TEXT:

What constitutes a subsidy is at the heart of another potential trade dispute between Canada and the United States. Within GATT, the subsidies code provides an operational definition. However, U.S. forest products industries have been complaining that provincial governments in Canada take a fee for the right to cut trees on public lands ("stumpage") which does not reflect the true value of the lumber, nor the public costs of making it available. They have claimed that this "subsidy" represents an unfair trade practice. The issue of stumpage would present FTA (or GATT) with a range of issues arising from the pricing of public goods and services used by private interests. Typical examples of subsidies in this area are road building in U.S. national forests or water pricing in the American West.[41] In both instances, environmental and trade policy would equally seek elimination of the subsidies. However, this would require revision of the subsidies code, which is currently unlikely to occur. The stumpage case is to be welcomed because it raises issues of public policy which are important from an environmental perspective.

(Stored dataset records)

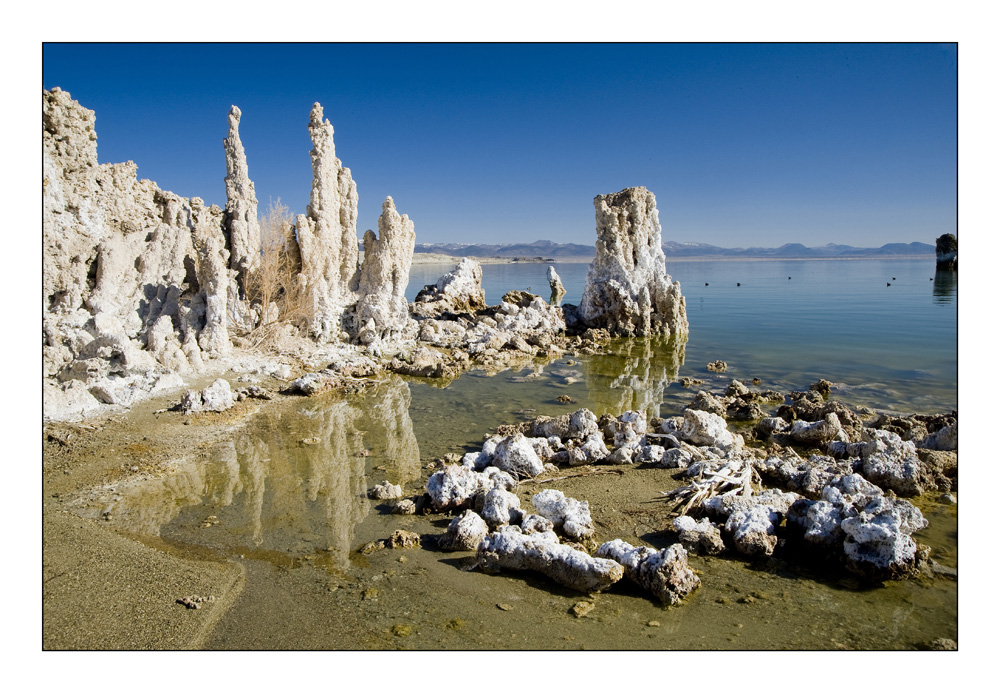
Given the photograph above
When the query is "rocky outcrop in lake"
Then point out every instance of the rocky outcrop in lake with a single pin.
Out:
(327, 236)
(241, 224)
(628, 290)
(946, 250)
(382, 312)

JOBS:
(1) Please list every abbreviation that appears in the text on the stumpage dispute.
(2) Rewrite all the records with "rocky outcrop in lake" swapped for "rock island in lake", keeping everything else the same, and leave out the pictures.

ANSWERS FOR THE EXERCISE:
(1) GATT, U.S., FTA

(2)
Given the photograph above
When the query is "rock island in lake"
Then point out every instance of the rock island in lake with a single pin.
Out:
(327, 236)
(241, 224)
(628, 290)
(946, 250)
(382, 312)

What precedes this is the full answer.